Update the records from their start through the line containing "[731,0,1344,709]" by replacing every "detected instance" with "detected object", leaving everything else unchanged, and return only that stretch.

-------

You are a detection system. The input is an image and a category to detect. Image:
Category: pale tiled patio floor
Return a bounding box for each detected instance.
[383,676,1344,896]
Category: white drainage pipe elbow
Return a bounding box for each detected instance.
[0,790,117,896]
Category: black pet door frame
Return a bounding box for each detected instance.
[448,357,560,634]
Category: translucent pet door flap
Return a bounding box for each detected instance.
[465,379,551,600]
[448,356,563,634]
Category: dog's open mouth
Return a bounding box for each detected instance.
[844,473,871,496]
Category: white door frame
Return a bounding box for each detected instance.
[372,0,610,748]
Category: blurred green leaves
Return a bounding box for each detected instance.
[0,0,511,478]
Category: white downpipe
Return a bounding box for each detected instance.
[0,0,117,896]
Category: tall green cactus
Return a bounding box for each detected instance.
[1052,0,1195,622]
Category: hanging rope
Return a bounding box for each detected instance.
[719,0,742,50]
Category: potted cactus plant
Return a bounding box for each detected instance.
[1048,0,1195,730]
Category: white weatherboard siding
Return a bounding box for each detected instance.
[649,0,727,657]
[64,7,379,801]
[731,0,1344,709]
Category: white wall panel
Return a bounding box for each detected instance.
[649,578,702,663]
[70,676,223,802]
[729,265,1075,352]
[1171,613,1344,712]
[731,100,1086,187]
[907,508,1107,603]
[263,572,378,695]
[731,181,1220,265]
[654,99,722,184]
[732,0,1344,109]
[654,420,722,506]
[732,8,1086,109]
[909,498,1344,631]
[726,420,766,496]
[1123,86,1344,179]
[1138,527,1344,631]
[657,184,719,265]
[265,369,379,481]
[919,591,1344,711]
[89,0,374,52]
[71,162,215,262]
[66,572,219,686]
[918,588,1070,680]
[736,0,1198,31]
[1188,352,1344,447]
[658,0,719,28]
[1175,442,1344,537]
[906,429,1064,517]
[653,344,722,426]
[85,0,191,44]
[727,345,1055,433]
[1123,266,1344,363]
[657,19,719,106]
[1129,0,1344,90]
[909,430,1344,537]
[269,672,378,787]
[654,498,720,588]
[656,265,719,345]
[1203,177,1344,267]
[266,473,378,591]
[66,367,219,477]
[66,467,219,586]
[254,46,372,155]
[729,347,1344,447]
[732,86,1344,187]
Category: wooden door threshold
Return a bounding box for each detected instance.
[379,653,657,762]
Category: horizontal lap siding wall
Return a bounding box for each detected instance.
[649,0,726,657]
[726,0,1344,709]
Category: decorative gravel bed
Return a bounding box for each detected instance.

-------

**Written solution**
You are a detection system. The input is an image and a category to detect. Image:
Category: pale tiled patio floor
Return a bounding box for each detected object.
[383,676,1344,896]
Category: white drainage pipe elbow
Return a bounding box for each detected object.
[0,790,117,896]
Category: black pet door frame
Return a bounding box for each detected object.
[448,357,560,634]
Category: translucent pet door flap
Return a bounding box for each detected object.
[465,379,551,600]
[448,356,563,634]
Category: dog's open mouth
Return a bounding box for each detected object.
[844,473,871,496]
Category: white door frame
Return a bounding box for each detected object.
[372,0,610,748]
Category: blurred green leaves
Return a bounding box for each detected object.
[0,0,511,478]
Category: white downpipe
Return a bounding box for each detected object.
[0,0,117,896]
Category: tall green cactus
Return a bounding box for each detected object.
[1052,0,1195,622]
Category: hanging rope
Return a bounding box for each detected object.
[719,0,742,50]
Category: potted cactus plant
Return a bounding box for each detected object.
[1048,0,1195,730]
Category: white weatherboard siding
Return a bounding box for each detected object.
[649,0,727,657]
[64,7,379,801]
[731,0,1344,709]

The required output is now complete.